[Data for processing]
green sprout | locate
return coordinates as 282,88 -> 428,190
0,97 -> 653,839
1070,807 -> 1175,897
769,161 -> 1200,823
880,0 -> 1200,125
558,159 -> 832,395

[The problem]
Write every record out again, unaltered.

[Task output]
green sprout | locate
return coordinates as 282,88 -> 428,190
0,97 -> 653,839
1070,807 -> 1175,897
769,161 -> 1200,823
880,0 -> 1200,125
558,159 -> 832,395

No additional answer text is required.